• _Do this_
Write out the records below word for word, leaving out the pictures.

Location identification records:
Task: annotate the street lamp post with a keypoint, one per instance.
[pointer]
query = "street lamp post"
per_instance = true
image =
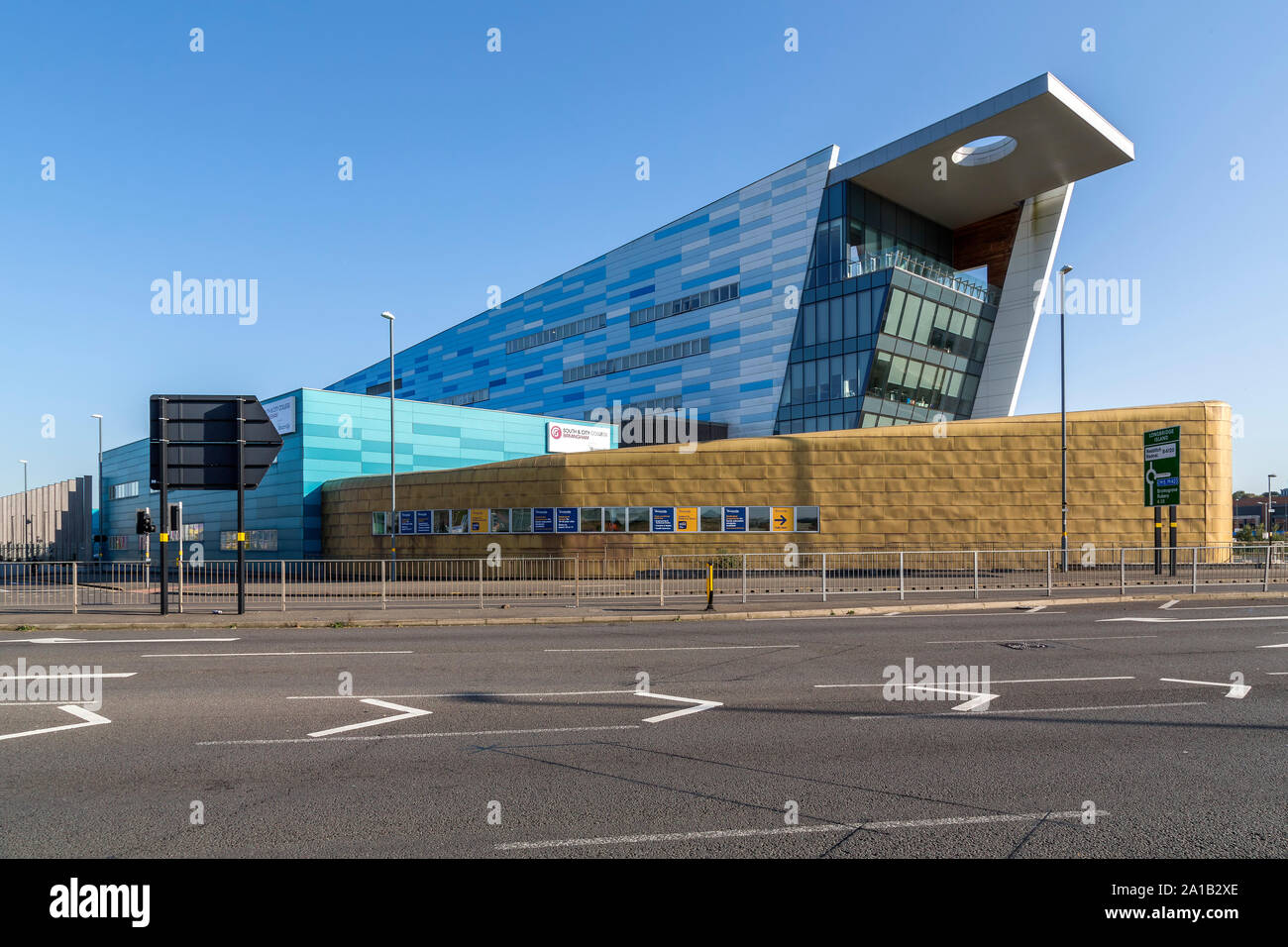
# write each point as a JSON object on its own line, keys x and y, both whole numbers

• _Final result_
Task: annotate the street lamp post with a keypoint, one per instance.
[pointer]
query = "street lamp post"
per_instance = true
image =
# write each point as a JSON object on its own line, keys x and y, both whole numbers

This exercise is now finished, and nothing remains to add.